===== Data supplied

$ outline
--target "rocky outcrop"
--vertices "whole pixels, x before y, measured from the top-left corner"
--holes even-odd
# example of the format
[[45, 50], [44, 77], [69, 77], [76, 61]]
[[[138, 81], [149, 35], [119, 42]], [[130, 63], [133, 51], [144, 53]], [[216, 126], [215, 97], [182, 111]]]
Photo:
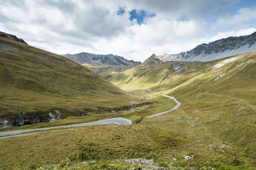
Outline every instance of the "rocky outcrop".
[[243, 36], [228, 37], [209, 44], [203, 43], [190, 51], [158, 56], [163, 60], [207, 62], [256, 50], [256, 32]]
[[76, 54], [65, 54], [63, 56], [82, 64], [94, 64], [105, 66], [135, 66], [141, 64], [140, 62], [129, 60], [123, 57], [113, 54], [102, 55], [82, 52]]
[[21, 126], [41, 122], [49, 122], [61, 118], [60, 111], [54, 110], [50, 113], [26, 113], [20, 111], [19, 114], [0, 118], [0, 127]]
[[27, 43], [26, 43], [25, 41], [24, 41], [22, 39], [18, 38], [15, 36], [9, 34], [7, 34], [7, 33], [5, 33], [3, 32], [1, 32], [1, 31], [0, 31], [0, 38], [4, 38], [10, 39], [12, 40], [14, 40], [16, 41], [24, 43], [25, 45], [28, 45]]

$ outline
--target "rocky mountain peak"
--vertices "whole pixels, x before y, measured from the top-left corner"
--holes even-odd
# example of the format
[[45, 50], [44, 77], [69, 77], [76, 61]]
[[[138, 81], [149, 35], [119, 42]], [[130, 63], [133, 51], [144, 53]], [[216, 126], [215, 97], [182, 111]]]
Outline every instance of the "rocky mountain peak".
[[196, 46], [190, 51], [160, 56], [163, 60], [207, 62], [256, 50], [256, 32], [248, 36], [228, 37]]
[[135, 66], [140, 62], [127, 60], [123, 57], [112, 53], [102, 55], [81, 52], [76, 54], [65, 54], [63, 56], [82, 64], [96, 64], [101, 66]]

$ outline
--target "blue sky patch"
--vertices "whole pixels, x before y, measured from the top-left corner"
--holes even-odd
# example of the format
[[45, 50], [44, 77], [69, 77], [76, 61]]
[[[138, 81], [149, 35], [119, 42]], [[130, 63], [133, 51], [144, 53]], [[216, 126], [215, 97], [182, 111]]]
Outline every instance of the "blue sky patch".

==========
===== Data supplied

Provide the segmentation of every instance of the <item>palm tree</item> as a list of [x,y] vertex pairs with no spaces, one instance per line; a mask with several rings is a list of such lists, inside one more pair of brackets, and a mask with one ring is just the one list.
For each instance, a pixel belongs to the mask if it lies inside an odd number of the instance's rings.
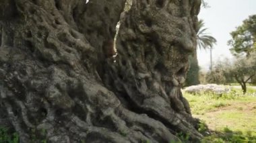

==========
===== Data supplied

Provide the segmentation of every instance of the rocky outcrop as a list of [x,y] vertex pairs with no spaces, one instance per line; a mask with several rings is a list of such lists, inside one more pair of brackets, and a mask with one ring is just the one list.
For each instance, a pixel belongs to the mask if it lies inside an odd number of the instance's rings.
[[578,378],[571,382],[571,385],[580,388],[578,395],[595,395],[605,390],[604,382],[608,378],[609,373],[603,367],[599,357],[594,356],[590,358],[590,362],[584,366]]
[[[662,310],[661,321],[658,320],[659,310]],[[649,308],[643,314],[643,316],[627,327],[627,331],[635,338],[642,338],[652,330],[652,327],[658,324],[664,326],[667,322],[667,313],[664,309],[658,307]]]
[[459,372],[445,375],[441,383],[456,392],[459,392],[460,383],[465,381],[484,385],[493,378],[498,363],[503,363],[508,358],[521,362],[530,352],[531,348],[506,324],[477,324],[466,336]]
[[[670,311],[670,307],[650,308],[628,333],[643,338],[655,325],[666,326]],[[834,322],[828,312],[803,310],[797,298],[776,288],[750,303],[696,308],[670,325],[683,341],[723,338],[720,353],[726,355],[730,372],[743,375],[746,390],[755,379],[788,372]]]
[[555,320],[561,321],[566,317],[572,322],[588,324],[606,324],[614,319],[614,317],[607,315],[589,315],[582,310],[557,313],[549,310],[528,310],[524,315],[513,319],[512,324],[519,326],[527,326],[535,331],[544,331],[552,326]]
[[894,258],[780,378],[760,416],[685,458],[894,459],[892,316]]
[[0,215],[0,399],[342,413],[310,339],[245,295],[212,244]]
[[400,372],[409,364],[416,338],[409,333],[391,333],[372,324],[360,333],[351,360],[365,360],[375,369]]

==========

What to work on
Pull out each line of the records above that contains the word "just", matching case exactly.

Response to this exercise
Provide the segmentation of every instance of the <item>palm tree</item> as a list of [x,y] vertex pairs with no spaces, one instance per line; a mask with several rings is a list of such lists, inside one more pair of brackets, and a mask with one ring is just the one list.
Provide the segmentation of every instance of the rocky outcrop as a list of [x,y] vertex pairs with no spaces, one instance per line; a mask with several rings is a list of such lists, inside one more pair of brackets, and a mask with one ring is just the one list.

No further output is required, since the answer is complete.